## Begin Provided data

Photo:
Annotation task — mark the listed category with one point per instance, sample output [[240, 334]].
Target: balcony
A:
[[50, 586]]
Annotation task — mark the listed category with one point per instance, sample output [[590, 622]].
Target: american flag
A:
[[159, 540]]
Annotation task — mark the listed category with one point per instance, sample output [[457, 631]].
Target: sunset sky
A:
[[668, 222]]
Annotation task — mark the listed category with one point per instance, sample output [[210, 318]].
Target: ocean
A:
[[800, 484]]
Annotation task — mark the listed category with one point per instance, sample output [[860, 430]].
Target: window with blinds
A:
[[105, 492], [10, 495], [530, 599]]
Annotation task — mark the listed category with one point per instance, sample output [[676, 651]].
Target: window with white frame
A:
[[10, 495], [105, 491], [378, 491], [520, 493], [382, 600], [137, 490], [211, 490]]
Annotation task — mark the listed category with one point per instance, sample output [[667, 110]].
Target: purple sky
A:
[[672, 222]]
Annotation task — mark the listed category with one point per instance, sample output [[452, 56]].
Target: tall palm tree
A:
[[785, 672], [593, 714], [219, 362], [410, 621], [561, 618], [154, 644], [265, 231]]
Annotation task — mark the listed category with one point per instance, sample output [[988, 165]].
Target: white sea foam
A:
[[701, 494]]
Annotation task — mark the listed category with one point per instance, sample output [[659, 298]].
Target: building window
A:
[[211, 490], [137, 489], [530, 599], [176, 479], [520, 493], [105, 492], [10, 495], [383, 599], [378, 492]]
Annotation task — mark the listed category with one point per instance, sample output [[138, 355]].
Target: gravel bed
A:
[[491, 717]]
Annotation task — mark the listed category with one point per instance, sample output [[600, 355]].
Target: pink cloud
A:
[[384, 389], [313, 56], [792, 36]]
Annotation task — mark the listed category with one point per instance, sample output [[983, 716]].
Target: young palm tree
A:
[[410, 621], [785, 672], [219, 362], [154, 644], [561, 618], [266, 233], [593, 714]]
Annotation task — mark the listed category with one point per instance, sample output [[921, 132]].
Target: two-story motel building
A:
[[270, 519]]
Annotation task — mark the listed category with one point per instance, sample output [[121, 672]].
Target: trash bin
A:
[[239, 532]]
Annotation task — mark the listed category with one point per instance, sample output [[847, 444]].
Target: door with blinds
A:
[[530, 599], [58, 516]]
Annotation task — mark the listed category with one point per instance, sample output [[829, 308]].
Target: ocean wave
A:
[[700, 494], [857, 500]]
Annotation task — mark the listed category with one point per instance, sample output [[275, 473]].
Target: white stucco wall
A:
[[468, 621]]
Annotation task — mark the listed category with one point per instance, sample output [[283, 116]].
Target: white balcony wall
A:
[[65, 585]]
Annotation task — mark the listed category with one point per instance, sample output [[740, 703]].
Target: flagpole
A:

## End Provided data

**Task description:** Write out all of the data above again, word for word, with nothing changed or left out.

**Correct answer:**
Photo:
Annotation task — mark the listed category with one point per instance, sample output [[240, 334]].
Target: balcony
A:
[[50, 586]]
Annotation task — mark the listed category with one point per instance, sample output [[590, 622]].
Target: american flag
A:
[[159, 540]]
Annotation task — mark the listed category with one point per instance, sample output [[457, 631]].
Target: sunset sky
A:
[[668, 222]]
Annotation task — mark the listed category with one point per instance, sample output [[210, 318]].
Target: ocean
A:
[[800, 484]]
Annotation task — mark the listed category with one point per instance, sample output [[860, 430]].
Target: window with blinds
A:
[[105, 492], [10, 495], [530, 599]]
Annotation task — mark the listed category with one point per instance, sample output [[676, 651]].
Target: window with white frame
A:
[[10, 495], [105, 491], [378, 491], [520, 493], [382, 600], [137, 490], [211, 490]]
Annotation task — mark the listed category with one point per instance, sample output [[667, 110]].
Target: purple sky
A:
[[672, 222]]
Annotation task — mark the listed category with one point per instance, sample output [[452, 56]].
Target: tall palm tree
A:
[[785, 672], [593, 714], [219, 362], [410, 621], [561, 618], [154, 644], [265, 231]]
Annotation task — mark the listed category with one point per instance, sample output [[988, 165]].
Target: white sea foam
A:
[[701, 494]]
Annotation task — mark the listed category with one point per instance, sample output [[659, 298]].
Target: building window
A:
[[211, 490], [137, 489], [530, 599], [176, 479], [520, 493], [105, 492], [10, 495], [383, 599], [378, 492]]
Annotation task — mark the listed category with one point per instance, sample output [[138, 355]].
Target: gravel bed
A:
[[491, 717]]
Annotation task — mark the listed category with one point per instance, sample output [[600, 355]].
Target: pink cloud
A:
[[384, 389], [313, 56], [792, 36]]
Annotation task — mark the listed category with one point per instance, sample output [[983, 716]].
Target: young palm tree
A:
[[410, 621], [785, 672], [219, 362], [154, 644], [561, 618], [266, 233], [593, 714]]
Annotation task — mark the listed category with one point per instance, sample output [[921, 132]].
Target: two-story motel building
A:
[[270, 519]]
Annotation task — mark the listed category with one point per instance, sample output [[121, 672]].
Target: trash bin
A:
[[239, 532]]
Annotation task — mark the listed category with one point per instance, sample output [[847, 444]].
Target: door with blinds
A:
[[530, 599], [58, 516]]
Annotation task — mark the listed category with one point per instance, sample output [[829, 308]].
Target: ocean wave
A:
[[700, 494], [857, 500]]
Annotation task — mark the listed category with one point per instance, sample output [[275, 473]].
Target: white stucco wall
A:
[[468, 621]]
Annotation task — mark the listed category with one point per instance, sample output [[283, 116]].
Target: white balcony wall
A:
[[65, 585]]
Annotation task — mark the listed category with one point per instance, sample output [[740, 703]].
Target: flagpole
A:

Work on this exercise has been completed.